● **Listed entries**
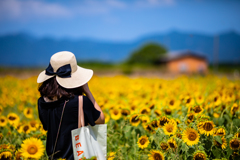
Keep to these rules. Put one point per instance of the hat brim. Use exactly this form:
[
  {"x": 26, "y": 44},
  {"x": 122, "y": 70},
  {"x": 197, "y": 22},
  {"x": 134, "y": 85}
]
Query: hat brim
[
  {"x": 77, "y": 79},
  {"x": 43, "y": 77},
  {"x": 80, "y": 77}
]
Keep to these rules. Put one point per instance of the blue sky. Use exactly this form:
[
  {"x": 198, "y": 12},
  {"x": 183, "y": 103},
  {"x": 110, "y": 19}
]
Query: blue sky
[{"x": 117, "y": 20}]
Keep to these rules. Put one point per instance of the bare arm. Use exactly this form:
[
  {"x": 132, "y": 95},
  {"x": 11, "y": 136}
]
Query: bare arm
[{"x": 101, "y": 119}]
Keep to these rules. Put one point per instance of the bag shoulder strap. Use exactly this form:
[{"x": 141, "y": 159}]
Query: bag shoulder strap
[
  {"x": 80, "y": 112},
  {"x": 58, "y": 130}
]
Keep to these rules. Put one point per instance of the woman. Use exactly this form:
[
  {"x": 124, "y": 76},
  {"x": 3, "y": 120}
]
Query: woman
[{"x": 61, "y": 85}]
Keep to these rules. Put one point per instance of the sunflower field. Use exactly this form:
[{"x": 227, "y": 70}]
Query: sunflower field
[{"x": 148, "y": 118}]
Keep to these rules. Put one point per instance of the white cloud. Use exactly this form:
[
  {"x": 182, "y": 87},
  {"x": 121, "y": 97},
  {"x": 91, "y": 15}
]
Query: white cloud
[{"x": 22, "y": 10}]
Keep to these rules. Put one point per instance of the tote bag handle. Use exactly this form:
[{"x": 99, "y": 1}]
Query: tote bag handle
[
  {"x": 80, "y": 112},
  {"x": 58, "y": 130}
]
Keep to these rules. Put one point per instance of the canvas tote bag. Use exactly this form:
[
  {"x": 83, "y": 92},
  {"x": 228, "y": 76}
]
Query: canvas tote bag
[{"x": 89, "y": 141}]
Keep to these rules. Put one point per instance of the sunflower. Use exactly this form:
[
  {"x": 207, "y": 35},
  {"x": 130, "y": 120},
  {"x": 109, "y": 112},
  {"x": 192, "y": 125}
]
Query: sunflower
[
  {"x": 234, "y": 108},
  {"x": 144, "y": 119},
  {"x": 1, "y": 110},
  {"x": 169, "y": 128},
  {"x": 134, "y": 120},
  {"x": 190, "y": 117},
  {"x": 167, "y": 111},
  {"x": 198, "y": 109},
  {"x": 199, "y": 99},
  {"x": 111, "y": 156},
  {"x": 207, "y": 128},
  {"x": 237, "y": 135},
  {"x": 223, "y": 145},
  {"x": 190, "y": 136},
  {"x": 8, "y": 147},
  {"x": 199, "y": 155},
  {"x": 26, "y": 128},
  {"x": 28, "y": 112},
  {"x": 143, "y": 142},
  {"x": 163, "y": 120},
  {"x": 1, "y": 136},
  {"x": 13, "y": 119},
  {"x": 151, "y": 106},
  {"x": 172, "y": 143},
  {"x": 6, "y": 155},
  {"x": 189, "y": 101},
  {"x": 125, "y": 113},
  {"x": 107, "y": 117},
  {"x": 149, "y": 128},
  {"x": 115, "y": 114},
  {"x": 217, "y": 100},
  {"x": 32, "y": 148},
  {"x": 3, "y": 121},
  {"x": 220, "y": 131},
  {"x": 164, "y": 146},
  {"x": 178, "y": 135},
  {"x": 144, "y": 110},
  {"x": 204, "y": 118},
  {"x": 157, "y": 112},
  {"x": 18, "y": 155},
  {"x": 155, "y": 155},
  {"x": 234, "y": 144},
  {"x": 155, "y": 124}
]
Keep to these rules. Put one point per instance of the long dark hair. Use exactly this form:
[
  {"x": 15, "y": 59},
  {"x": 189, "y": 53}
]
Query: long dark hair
[{"x": 50, "y": 89}]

● **Exercise brief**
Repeat the material above verbatim, with no pictures in the output.

● **Answer**
Keep to these rules. Put one point per instance of the hat brim. Use exactly this form:
[
  {"x": 26, "y": 44},
  {"x": 122, "y": 70},
  {"x": 197, "y": 22},
  {"x": 134, "y": 85}
]
Query: hat brim
[
  {"x": 77, "y": 79},
  {"x": 43, "y": 77},
  {"x": 80, "y": 77}
]
Keep to these rules. Put one point per instance of the blue sky. Use exactly this form:
[
  {"x": 198, "y": 12},
  {"x": 183, "y": 103},
  {"x": 110, "y": 19}
]
Query: blue sky
[{"x": 117, "y": 20}]
Keep to these rules. Put one point per instance of the bare arm. Use exactly this form:
[
  {"x": 132, "y": 95},
  {"x": 11, "y": 136}
]
Query: bare arm
[{"x": 101, "y": 119}]
Keep to these rules. Put one point per instance of the bag shoulder strap. Use exactly this form:
[{"x": 141, "y": 159}]
Query: bag shoulder strap
[
  {"x": 80, "y": 112},
  {"x": 58, "y": 130}
]
Keep to these rules. Put one point per instance of the woman. Use exactly this form:
[
  {"x": 124, "y": 76},
  {"x": 3, "y": 120}
]
Query: woman
[{"x": 61, "y": 85}]
Keep to these rules. Put one point per instance of the sunflower field. Use exactly this form:
[{"x": 227, "y": 70}]
Query: sunflower field
[{"x": 148, "y": 118}]
Keep to these rules. Put one point per instance of the white cloud. Use exactly this form:
[
  {"x": 182, "y": 87},
  {"x": 121, "y": 97},
  {"x": 91, "y": 15}
]
Query: white cloud
[{"x": 22, "y": 10}]
Keep to these rules. Put one point per instance of the tote bag handle. Use exactly this form:
[{"x": 99, "y": 1}]
Query: tote bag handle
[
  {"x": 80, "y": 112},
  {"x": 58, "y": 130}
]
Keep to these rules. Put one point per instance of the canvas tote bag. Use exactly this form:
[
  {"x": 83, "y": 92},
  {"x": 228, "y": 76}
]
Query: canvas tote bag
[{"x": 89, "y": 141}]
Keep to these rules. Put one point per instance of the sunflower. Use exactly this form:
[
  {"x": 207, "y": 35},
  {"x": 130, "y": 120},
  {"x": 109, "y": 112},
  {"x": 192, "y": 125}
]
Query: sunflower
[
  {"x": 234, "y": 108},
  {"x": 144, "y": 119},
  {"x": 1, "y": 110},
  {"x": 169, "y": 128},
  {"x": 134, "y": 120},
  {"x": 190, "y": 117},
  {"x": 167, "y": 111},
  {"x": 198, "y": 109},
  {"x": 199, "y": 99},
  {"x": 111, "y": 156},
  {"x": 207, "y": 128},
  {"x": 237, "y": 135},
  {"x": 223, "y": 145},
  {"x": 190, "y": 136},
  {"x": 8, "y": 147},
  {"x": 199, "y": 155},
  {"x": 26, "y": 128},
  {"x": 28, "y": 112},
  {"x": 143, "y": 142},
  {"x": 163, "y": 120},
  {"x": 1, "y": 136},
  {"x": 13, "y": 119},
  {"x": 151, "y": 106},
  {"x": 172, "y": 143},
  {"x": 6, "y": 155},
  {"x": 189, "y": 101},
  {"x": 125, "y": 113},
  {"x": 107, "y": 117},
  {"x": 149, "y": 128},
  {"x": 115, "y": 114},
  {"x": 217, "y": 100},
  {"x": 32, "y": 148},
  {"x": 3, "y": 121},
  {"x": 220, "y": 131},
  {"x": 164, "y": 146},
  {"x": 178, "y": 135},
  {"x": 144, "y": 110},
  {"x": 204, "y": 118},
  {"x": 157, "y": 112},
  {"x": 18, "y": 155},
  {"x": 155, "y": 155},
  {"x": 234, "y": 144},
  {"x": 155, "y": 124}
]
Keep to these rules. Put one point per instance of the long dark hair. Use exactly this form:
[
  {"x": 15, "y": 59},
  {"x": 189, "y": 53}
]
Query: long dark hair
[{"x": 50, "y": 89}]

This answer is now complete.